(Source material Opens)
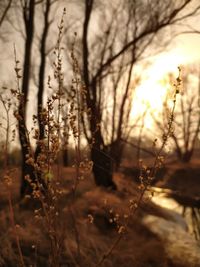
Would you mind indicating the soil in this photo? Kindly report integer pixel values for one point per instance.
(95, 211)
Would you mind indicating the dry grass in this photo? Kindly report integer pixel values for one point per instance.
(139, 247)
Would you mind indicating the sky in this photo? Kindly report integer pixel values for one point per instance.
(183, 50)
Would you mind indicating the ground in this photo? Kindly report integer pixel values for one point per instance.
(95, 211)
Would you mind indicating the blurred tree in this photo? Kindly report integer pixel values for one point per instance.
(115, 36)
(4, 8)
(187, 115)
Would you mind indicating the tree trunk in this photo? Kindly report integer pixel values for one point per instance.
(65, 157)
(Source material Closes)
* Your goal:
The lines to reproduce run from the one containing "Would you mind indicating the dry" to the last line of the listing; print them exactly, including both ends.

* Written answer:
Would you mind indicating the dry grass in this photo? Kindly report integer pixel values for one point per instance.
(139, 247)
Would you mind indicating the sky in this photo? Kindly report integer pixel values for one point per instance.
(183, 50)
Would you mind indicating the ground in this photo? Kindly report integer pixel values for one point per instance.
(95, 211)
Would you mind indicating the blurred tree in this photo? Kindly report integer pixel values for one point per instance.
(115, 36)
(4, 8)
(187, 115)
Would you mind indicating the tree trunk in this photo? Kindly report integer pixel values for one point per instance.
(65, 157)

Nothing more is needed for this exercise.